[PROMPT]
Reproduce the whole listing, character for character.

[MATERIAL FOR THIS TASK]
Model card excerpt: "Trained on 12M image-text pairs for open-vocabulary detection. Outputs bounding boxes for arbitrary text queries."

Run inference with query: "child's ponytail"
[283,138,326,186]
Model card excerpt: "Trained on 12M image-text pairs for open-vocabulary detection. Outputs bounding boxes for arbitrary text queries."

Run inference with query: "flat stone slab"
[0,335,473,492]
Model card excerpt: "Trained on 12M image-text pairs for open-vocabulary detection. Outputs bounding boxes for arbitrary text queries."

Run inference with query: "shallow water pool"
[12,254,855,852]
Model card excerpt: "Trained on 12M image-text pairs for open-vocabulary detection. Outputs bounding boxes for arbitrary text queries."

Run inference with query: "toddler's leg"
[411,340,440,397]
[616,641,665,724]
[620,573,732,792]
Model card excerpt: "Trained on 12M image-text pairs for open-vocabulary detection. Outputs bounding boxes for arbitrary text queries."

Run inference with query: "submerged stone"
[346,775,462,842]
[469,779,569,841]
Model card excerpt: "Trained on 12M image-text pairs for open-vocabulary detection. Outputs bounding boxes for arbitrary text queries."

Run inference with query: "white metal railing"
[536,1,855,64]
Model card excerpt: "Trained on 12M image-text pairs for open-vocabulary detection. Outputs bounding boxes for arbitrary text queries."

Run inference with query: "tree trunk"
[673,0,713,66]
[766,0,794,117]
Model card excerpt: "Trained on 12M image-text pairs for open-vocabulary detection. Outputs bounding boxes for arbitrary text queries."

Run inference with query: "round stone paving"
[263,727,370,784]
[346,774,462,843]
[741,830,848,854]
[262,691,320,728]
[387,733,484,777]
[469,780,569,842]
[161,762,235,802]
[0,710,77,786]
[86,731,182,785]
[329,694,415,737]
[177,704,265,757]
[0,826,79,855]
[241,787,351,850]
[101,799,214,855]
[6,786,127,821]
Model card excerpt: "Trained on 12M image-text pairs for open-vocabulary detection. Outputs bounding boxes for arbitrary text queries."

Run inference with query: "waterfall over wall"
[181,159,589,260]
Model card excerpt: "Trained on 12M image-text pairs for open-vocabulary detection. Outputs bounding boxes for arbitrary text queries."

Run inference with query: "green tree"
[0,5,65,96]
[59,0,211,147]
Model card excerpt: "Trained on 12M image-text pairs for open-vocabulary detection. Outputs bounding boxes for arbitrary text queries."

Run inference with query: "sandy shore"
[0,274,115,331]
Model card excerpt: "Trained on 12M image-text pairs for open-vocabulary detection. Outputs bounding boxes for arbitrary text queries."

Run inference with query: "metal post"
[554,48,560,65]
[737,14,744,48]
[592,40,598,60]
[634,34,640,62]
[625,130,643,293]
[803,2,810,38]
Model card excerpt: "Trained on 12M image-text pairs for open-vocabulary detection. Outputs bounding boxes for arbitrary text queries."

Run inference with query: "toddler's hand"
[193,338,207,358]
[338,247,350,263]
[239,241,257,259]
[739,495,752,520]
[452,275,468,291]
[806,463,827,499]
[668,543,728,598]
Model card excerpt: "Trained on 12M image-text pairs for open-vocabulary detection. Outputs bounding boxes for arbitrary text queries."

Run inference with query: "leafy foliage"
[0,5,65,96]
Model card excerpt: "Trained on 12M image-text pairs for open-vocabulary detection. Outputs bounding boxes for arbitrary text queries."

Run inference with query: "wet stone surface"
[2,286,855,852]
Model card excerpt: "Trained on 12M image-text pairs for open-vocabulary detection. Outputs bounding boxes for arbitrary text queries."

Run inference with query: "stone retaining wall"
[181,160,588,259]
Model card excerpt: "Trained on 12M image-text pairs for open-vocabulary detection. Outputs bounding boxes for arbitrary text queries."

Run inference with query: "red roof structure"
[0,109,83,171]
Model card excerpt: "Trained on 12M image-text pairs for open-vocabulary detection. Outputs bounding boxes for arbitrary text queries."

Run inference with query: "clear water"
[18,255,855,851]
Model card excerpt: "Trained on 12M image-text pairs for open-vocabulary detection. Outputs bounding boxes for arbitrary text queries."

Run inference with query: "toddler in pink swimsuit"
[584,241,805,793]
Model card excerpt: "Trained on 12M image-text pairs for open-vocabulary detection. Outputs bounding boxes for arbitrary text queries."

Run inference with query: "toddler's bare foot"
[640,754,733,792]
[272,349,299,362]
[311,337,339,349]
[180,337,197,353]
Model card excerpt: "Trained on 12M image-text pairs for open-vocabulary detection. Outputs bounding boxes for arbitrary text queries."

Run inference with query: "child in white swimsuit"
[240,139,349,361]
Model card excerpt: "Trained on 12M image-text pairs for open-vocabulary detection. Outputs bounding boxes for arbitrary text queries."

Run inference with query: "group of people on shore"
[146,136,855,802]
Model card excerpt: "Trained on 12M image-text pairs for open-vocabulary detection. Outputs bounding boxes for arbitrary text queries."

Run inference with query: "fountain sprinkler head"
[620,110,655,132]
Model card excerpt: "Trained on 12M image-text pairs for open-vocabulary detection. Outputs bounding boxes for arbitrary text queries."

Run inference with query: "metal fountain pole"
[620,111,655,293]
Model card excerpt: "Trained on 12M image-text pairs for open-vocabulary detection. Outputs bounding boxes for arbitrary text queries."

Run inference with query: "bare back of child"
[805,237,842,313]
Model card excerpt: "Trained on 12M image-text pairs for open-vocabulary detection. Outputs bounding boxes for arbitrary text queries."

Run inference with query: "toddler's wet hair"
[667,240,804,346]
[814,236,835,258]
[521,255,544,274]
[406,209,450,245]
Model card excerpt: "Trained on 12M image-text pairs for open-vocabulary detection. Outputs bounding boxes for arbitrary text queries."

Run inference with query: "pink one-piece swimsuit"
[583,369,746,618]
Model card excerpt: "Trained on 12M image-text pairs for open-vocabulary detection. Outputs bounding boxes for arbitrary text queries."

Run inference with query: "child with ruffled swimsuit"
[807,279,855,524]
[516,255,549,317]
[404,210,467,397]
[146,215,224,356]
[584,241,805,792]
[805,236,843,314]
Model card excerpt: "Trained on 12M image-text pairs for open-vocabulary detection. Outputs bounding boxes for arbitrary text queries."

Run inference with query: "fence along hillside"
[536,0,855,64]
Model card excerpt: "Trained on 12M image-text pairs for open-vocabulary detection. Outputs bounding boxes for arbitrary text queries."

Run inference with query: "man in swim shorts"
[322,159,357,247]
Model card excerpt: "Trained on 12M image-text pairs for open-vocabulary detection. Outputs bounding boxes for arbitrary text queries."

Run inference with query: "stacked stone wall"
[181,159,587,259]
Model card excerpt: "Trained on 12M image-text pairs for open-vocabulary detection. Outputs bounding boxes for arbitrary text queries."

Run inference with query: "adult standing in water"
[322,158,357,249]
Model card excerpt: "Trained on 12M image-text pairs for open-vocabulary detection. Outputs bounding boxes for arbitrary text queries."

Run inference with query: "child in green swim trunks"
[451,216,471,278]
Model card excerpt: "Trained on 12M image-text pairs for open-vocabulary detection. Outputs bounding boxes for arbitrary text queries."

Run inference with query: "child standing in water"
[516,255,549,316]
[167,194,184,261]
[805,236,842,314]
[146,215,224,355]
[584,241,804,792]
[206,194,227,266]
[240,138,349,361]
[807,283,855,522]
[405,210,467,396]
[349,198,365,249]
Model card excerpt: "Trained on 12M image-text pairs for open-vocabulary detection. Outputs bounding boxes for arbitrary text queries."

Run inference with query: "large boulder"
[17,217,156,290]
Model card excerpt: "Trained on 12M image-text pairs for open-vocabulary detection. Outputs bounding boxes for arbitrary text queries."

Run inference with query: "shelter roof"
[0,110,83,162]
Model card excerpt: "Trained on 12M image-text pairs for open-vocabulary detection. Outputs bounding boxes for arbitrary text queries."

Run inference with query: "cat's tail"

[ANSWER TO THIS PROBLEM]
Model card excerpt: "Trained on 12M image-text pairs for open-vocabulary detection. Outputs bounding boxes for arbitrary text queries."

Run inference with query: "child's ponytail"
[283,138,326,186]
Model card excerpt: "Trained on 12M image-text pairs for open-vocabulary detection. Outputs bounding boxes for arbitrary text queries."

Run inference with query: "flat stone slab"
[0,335,473,492]
Model card excerpt: "Trained on 12M image-text pairs for open-vocabulary detection. Outputs bounding boxes for arbitrary text queries."

Run inference with query: "shallow water pool"
[12,254,855,852]
Model card excerpt: "Trained on 12M image-text pairs for open-vocabulary detection. Outputs bounding boxes for arbitrary text queries."

Run inference with query: "toddler's leg"
[411,340,440,397]
[616,641,665,724]
[620,573,732,792]
Model card excerpt: "Trained on 12M image-text pairs for open-vocabulary detection. Outputs bounding boxes for arbitrary text queries."

Run inference with query: "submerged stone"
[346,775,462,842]
[469,779,569,841]
Model card excerpt: "Trained on 12M image-text pairs for open-vocabulary detection. Outputs bounding boxes for arbitrary text queries."

Run inference with query: "white metal railing"
[536,1,855,64]
Model card excerpt: "Trained on 12M image-text pairs for open-vocabulary detection. Outputs bounding boxes for arbitrary text queries."

Run inference with query: "tree trunk"
[673,0,713,66]
[766,0,794,117]
Model card excerpt: "Trained on 12M image-text pairs for open-vocabulary detection. Outputs bounding boxes for arbitrary text queries."

Run inference with query: "round stone paving"
[263,727,370,784]
[346,774,462,843]
[741,830,848,854]
[262,691,320,728]
[387,733,484,777]
[469,780,569,842]
[161,762,235,802]
[0,710,77,786]
[86,731,182,785]
[329,694,415,737]
[177,704,265,757]
[0,826,79,855]
[241,787,351,850]
[101,799,214,855]
[6,786,127,821]
Model card excerpt: "Trained on 12M image-text pairs for open-vocabulary detection. Outputs bounding boxes for arbitrary text queries."

Run inference with query: "waterfall over wall"
[181,159,589,260]
Model card excerpt: "Trained on 12M image-text pairs for open-vocabulary detection. Outputs bounding boxes for arbitrary text queries."

Run inference with query: "green tree"
[0,5,65,96]
[59,0,211,147]
Model card excerpt: "Trained on 12M image-text pairs for open-vocabulary detection. Outputs bounding boxes for arbitrary text queries."

Run inference with query: "sandy shore"
[0,274,115,331]
Model card excerpt: "Trained on 12M image-text pairs for open-vocabulary detection. Outputs bounding boxes for arbitrary text queries."

Run inference with query: "metal post"
[554,48,560,65]
[737,14,744,48]
[592,40,598,60]
[634,34,640,62]
[625,130,643,293]
[803,2,810,38]
Model card excerpt: "Trained on 12M image-text pairs for open-vocabulary detection. Outputs bounding boxes for arbitrary text queries."

Run inference with query: "toddler's hand"
[193,338,207,358]
[338,247,350,263]
[239,241,257,259]
[739,495,752,520]
[452,275,468,291]
[806,463,827,499]
[668,543,728,598]
Model card excerpt: "Trained on 12M image-text pairs for open-vocabulary detection. Outputs bounding boxes for arbitrary text queries."

Run inference with query: "leafy foliage"
[0,5,65,96]
Model card excerpt: "Trained on 12M image-text pairs for open-vocabulary detection. Outputs bounding boxes for arbitrary text queries."

Run inference with query: "wet stone surface"
[2,286,855,852]
Model card excerpt: "Trained on 12M image-text pairs for open-vocabulary detection. Outputs bounding boxes for arbitrary text queries."

Run inference with query: "stone retaining wall"
[181,160,588,259]
Model card excerpt: "Trained on 12M image-text pairs for open-vocabulary detection. Outputs bounding boxes for arbitrary text queries."

Run inference with query: "red roof structure"
[0,109,83,171]
Model card excerpt: "Trained on 12M image-text pairs for open-vocabulary detection. Outputs bounding boxes for arbitrary text queries."

Run inference with query: "clear water"
[18,255,855,851]
Model card excerpt: "Trained on 12M image-text pairs for open-vocabulary detection. Outputs bounding boxes for arbitrary text queries."

Run inference with query: "toddler in pink swimsuit"
[584,241,805,793]
Model card excerpt: "Trained on 12M image-text pairs for open-vocabulary detection. Outputs bounding boxes for arbitrary text queries."

Run inference with query: "toddler's bare foot"
[640,754,733,792]
[272,349,299,362]
[311,337,339,349]
[180,337,197,353]
Model card excerpt: "Trained on 12M image-text pairs for open-vocabulary detection. Outputs bounding boxes for arbitrary text queries."

Run inference with query: "child in white swimsuit"
[240,139,349,361]
Model card excerpt: "Trained on 12M image-text pairs for open-vocabulary detection. Outputs bounding boxes for arbitrary text queries."

Run inference with query: "group of people on shore"
[146,136,855,802]
Model card excerpt: "Trained on 12M image-text pairs for open-vocabulary detection. Outputs bounding boxes for arbitrary text queries."

Run inference with query: "fountain sprinkler head"
[620,110,655,132]
Model card excerpt: "Trained on 12M image-text pairs for open-vocabulary detection. Outputs bounding boxes for arbitrary text queries."

Run inference with query: "metal fountain pole"
[620,111,655,293]
Model card excerpt: "Trained on 12M image-text pairs for open-vocabulary detection. Outputs bounding boxes for arbitrary text queries."

Run inference with query: "bare back of child"
[805,237,842,313]
Model card excerpt: "Trained on 12M image-text pairs for open-vocabulary detection. Outputs bounding boxes for arbitrary text queries."

Run inference with query: "toddler's wet hair"
[667,240,804,346]
[814,236,835,258]
[521,255,544,274]
[406,209,450,245]
Model card excerpt: "Trained on 12M image-text pairs for open-vocabulary detection. Outputs bounding boxes for arbitrary text queries."

Run inference with query: "pink one-piece swimsuit"
[583,369,746,618]
Model card excerpt: "Trained on 12M image-text pairs for open-vocabulary detection. Outputs bounding boxes for arbitrary text queries."

Run inference with query: "child with ruffled swimsuit"
[807,279,855,524]
[516,255,549,317]
[404,210,467,397]
[146,215,224,356]
[584,241,805,792]
[805,236,843,314]
Model card excerpt: "Trained on 12M image-text pairs for open-vocabulary detection. Outputs bounding boxes for arbitrary text queries."

Run inference with query: "fence along hillside"
[536,0,855,64]
Model card excerpt: "Trained on 12M image-text pairs for open-vocabulary detection. Outputs bounding boxes for arbitrary text queries."

Run inference with query: "man in swim shorts"
[322,159,357,247]
Model card excerpt: "Trained on 12M image-text pairs for open-vocabulary detection. Outputs bounding boxes for arbitrary text queries."

Run inference with query: "stacked stone wall"
[181,159,587,259]
Model card excerpt: "Trained on 12M image-text pairs for open-vocabulary detection. Outputs bounding boxes for arbitrary text queries."

Run inference with query: "adult standing in water"
[322,158,357,249]
Model card excerpt: "Trained on 12M image-text pairs for open-vocabulary detection. Outputs bounding boxes for arbitrary text queries."

Run inference with query: "child in green swim trunks"
[451,216,471,278]
Model card excerpt: "Trained on 12M image-text pairs for open-vocabulary detection. Outputs bounding boxes for arbitrary text queries."

Run inference with query: "child standing in water"
[516,255,549,316]
[167,194,184,261]
[805,236,842,314]
[146,215,224,355]
[584,241,804,792]
[206,194,227,266]
[240,138,349,361]
[807,283,855,522]
[405,210,467,396]
[349,198,365,249]
Model card excerpt: "Trained on 12M image-text pairs for open-vocabulary detection. Outputs bounding boxes for arbitrary text queries."

Run inference with query: "large boulder"
[17,217,156,290]
Model card excerpt: "Trained on 12M image-text pairs for open-vocabulary detection. Outputs bounding boxes for arbitrary text queries."

Run inference with query: "shelter roof"
[0,110,83,162]
Model card excerpt: "Trained on 12M image-text pairs for open-vocabulary detection. Outputs bounding boxes for arbitrary text queries."

Run inference with query: "cat's tail"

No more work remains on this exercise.